Phrase grounding data:
+--
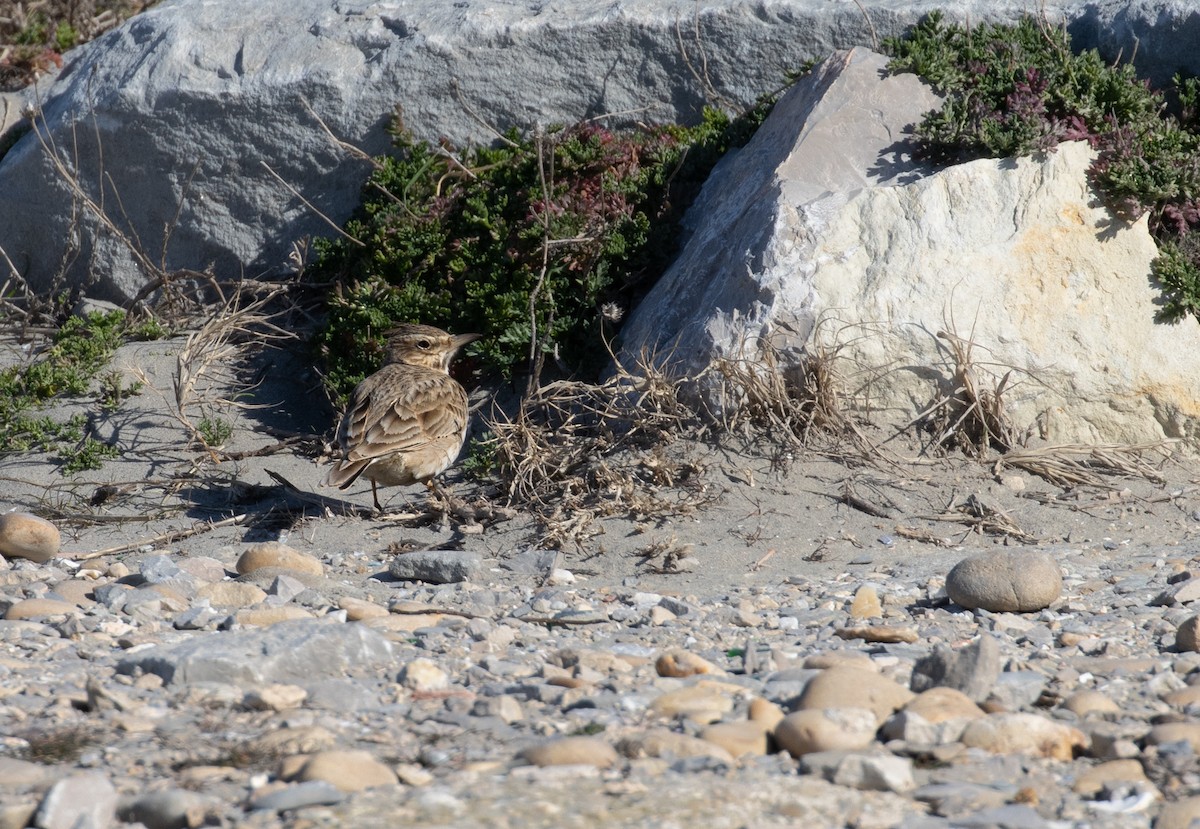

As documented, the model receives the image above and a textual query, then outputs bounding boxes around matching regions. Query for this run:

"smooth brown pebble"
[835,624,918,644]
[520,736,619,768]
[236,542,323,578]
[797,666,914,725]
[655,648,725,678]
[5,598,77,620]
[748,697,785,729]
[773,708,878,757]
[337,596,388,620]
[945,550,1062,612]
[700,720,769,757]
[803,651,877,671]
[295,750,397,792]
[1156,796,1200,829]
[1063,689,1120,717]
[1146,722,1200,752]
[0,512,60,562]
[1071,759,1150,796]
[234,606,313,626]
[197,582,267,608]
[904,687,985,723]
[648,682,735,724]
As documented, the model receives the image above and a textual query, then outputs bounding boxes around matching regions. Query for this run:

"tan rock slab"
[904,687,985,723]
[1162,686,1200,708]
[804,652,877,671]
[1063,689,1121,717]
[836,624,918,644]
[364,613,447,633]
[399,658,449,693]
[797,666,914,724]
[519,736,619,768]
[51,579,96,606]
[773,708,878,757]
[5,598,78,620]
[1071,759,1151,796]
[0,512,60,562]
[619,728,735,763]
[649,682,737,724]
[233,606,313,626]
[960,713,1087,760]
[748,697,786,730]
[243,684,307,711]
[337,596,388,620]
[655,648,725,677]
[700,720,770,757]
[236,542,323,577]
[295,749,398,792]
[1146,722,1200,752]
[197,582,267,609]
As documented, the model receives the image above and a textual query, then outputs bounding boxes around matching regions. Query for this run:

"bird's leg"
[372,479,383,513]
+--
* **Your goal**: The whole of the data needs to be copied word for word, though not its pictures.

* **Expected answer**:
As documented, the model receives the image above and a textual query, then outputs bounding boxes around matching regions. Query for this run:

"smooth brown pebble"
[835,624,918,644]
[520,736,619,768]
[236,542,323,578]
[797,666,914,725]
[655,648,725,678]
[5,598,77,620]
[748,697,785,729]
[773,708,878,757]
[337,596,388,620]
[945,550,1062,612]
[700,720,769,757]
[803,651,877,671]
[295,750,397,792]
[1156,796,1200,829]
[1063,689,1120,717]
[1146,722,1200,752]
[0,512,60,562]
[1071,759,1150,796]
[234,606,313,626]
[197,582,267,608]
[904,687,985,723]
[648,682,735,724]
As documented, the model receives the image above and a textual query, then outputs bounding boxes around matching regions. Query for this run:

"tan rock slab"
[904,687,985,723]
[1162,686,1200,708]
[804,652,877,671]
[1063,689,1121,717]
[836,624,918,644]
[364,613,447,633]
[399,658,449,693]
[797,666,914,724]
[519,736,619,768]
[51,579,96,606]
[773,708,878,757]
[5,598,78,620]
[1071,759,1151,796]
[0,512,60,562]
[619,728,735,763]
[649,682,737,724]
[233,606,313,626]
[960,713,1087,760]
[748,697,786,730]
[243,684,307,711]
[337,596,388,620]
[655,648,725,677]
[700,720,770,757]
[236,542,323,577]
[295,749,398,792]
[1146,722,1200,752]
[197,582,267,609]
As documented, the model receives the image above and a textual query, then outputs bounding boxes around matching regions. Query for this run:

"bird's leg"
[372,479,383,513]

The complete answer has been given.